**WORK INSTRUCTION**
Repeat every line of the data exactly, but not the pictures.

**Referring expression data**
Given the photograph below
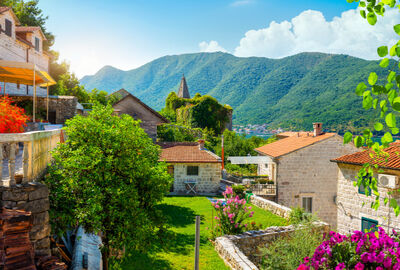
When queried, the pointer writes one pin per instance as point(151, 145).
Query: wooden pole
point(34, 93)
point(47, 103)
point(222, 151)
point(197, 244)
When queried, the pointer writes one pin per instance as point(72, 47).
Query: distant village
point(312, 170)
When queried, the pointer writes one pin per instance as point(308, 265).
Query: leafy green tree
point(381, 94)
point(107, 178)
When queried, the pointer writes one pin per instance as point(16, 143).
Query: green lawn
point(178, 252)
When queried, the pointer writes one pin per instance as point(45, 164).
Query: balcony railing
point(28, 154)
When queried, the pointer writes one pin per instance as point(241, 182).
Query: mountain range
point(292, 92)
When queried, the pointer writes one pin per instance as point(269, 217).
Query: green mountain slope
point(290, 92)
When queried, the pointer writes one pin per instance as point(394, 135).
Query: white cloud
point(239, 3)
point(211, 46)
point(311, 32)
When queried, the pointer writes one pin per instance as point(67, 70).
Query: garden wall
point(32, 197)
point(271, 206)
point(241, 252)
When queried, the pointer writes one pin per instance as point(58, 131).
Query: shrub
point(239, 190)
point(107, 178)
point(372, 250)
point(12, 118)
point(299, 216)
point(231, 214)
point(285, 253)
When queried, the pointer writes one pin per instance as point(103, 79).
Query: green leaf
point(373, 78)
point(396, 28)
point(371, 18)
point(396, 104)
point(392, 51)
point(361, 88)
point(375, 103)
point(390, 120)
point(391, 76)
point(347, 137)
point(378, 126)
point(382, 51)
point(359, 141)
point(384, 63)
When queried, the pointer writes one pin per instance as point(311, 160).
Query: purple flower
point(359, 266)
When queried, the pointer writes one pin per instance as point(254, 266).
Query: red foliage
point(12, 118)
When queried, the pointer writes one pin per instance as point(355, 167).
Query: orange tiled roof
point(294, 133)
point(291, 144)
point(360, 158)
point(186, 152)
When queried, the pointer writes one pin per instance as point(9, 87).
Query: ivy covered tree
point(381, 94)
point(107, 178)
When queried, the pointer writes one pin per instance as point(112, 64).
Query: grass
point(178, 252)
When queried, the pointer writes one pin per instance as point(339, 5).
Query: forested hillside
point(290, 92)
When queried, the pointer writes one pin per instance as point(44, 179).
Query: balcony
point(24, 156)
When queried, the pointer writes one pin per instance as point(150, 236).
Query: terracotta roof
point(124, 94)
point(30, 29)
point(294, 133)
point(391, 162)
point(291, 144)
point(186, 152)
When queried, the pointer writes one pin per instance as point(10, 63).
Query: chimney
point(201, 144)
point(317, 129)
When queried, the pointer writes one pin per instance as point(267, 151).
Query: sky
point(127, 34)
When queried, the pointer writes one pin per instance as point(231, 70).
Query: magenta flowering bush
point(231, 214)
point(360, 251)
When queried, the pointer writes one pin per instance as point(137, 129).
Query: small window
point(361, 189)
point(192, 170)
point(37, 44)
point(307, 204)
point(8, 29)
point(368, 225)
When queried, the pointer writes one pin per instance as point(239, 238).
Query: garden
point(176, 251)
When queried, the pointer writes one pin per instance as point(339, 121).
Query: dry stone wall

**ANSWER BOX**
Given the photograph below
When queried, the pointer writes one pin per instance as point(151, 145).
Query: wooden pole
point(34, 93)
point(47, 103)
point(222, 151)
point(197, 244)
When queried, the pointer writes one pin per instance as point(72, 47).
Query: distant village
point(312, 170)
When queried, the pointer writes one pin per instance as point(308, 265).
Query: leafy green tree
point(381, 94)
point(107, 178)
When queried, the pointer writes one pin per instance as point(16, 143).
Query: green lawn
point(178, 252)
When queried, the pointer writes one pin per instance as point(45, 164).
Query: balcony railing
point(28, 154)
When queried, the pointer writes one pin per instance as point(241, 182).
Query: mountain range
point(292, 92)
When queried, the pointer writes one pin per instance as point(269, 217).
Query: green mountain slope
point(290, 92)
When queried, the pointer writes one pin per instance as point(394, 135).
Query: white cloud
point(239, 3)
point(211, 46)
point(311, 32)
When queried, the pointer writes one pin per instance as point(67, 70).
Query: garden wall
point(32, 197)
point(271, 206)
point(241, 252)
When queried, the pointer writes one pin per instance as point(58, 131).
Query: shrub
point(239, 190)
point(107, 178)
point(372, 250)
point(12, 118)
point(299, 216)
point(231, 214)
point(285, 253)
When queried, the pointer writes one pin per instance as point(103, 79).
Query: green leaf
point(373, 78)
point(396, 28)
point(371, 18)
point(396, 104)
point(392, 51)
point(361, 88)
point(375, 103)
point(390, 120)
point(391, 76)
point(347, 137)
point(378, 126)
point(382, 51)
point(359, 141)
point(384, 63)
When queried, the pointer writes one pin per instance as point(311, 160).
Query: purple flower
point(359, 266)
When queried, the pointer writes one pin per instance as point(254, 266).
Query: red foliage
point(12, 118)
When queried, the pointer writes one pin per instance as point(355, 167).
Query: orange tiled roof
point(294, 133)
point(291, 144)
point(360, 158)
point(186, 152)
When queried, the pointer writes one pin per instance as point(9, 87).
Query: ivy covered tree
point(381, 94)
point(107, 178)
When queried, the pointer writes one pin per instance as point(112, 64).
Query: grass
point(178, 252)
When queried, the pointer writes one pin per instance as point(339, 5).
Query: forested hillside
point(290, 92)
When queried, the pointer writes one pin per instance as point(44, 179).
Query: balcony
point(24, 156)
When queried, the pointer writes one pin per instance as point(150, 236).
Query: terracotta roof
point(124, 94)
point(30, 29)
point(294, 133)
point(391, 162)
point(291, 144)
point(186, 152)
When queried, the pointer writes one pin per instance as point(10, 63).
Query: chimney
point(201, 144)
point(317, 129)
When queried, the pointer writes one pin per instance as point(267, 151).
Query: sky
point(127, 34)
When queried, the pointer writes one pin per instance as point(231, 70).
Query: magenta flowering bush
point(231, 214)
point(360, 251)
When queried, the pointer writes one pin per instance as point(137, 129).
Query: small window
point(361, 189)
point(192, 170)
point(37, 44)
point(307, 204)
point(8, 29)
point(368, 225)
When queried, the pointer writes one pin per instance as point(239, 238).
Query: garden
point(176, 251)
When queried, the pointer writes one pin per instance as point(339, 121).
Query: dry stone wall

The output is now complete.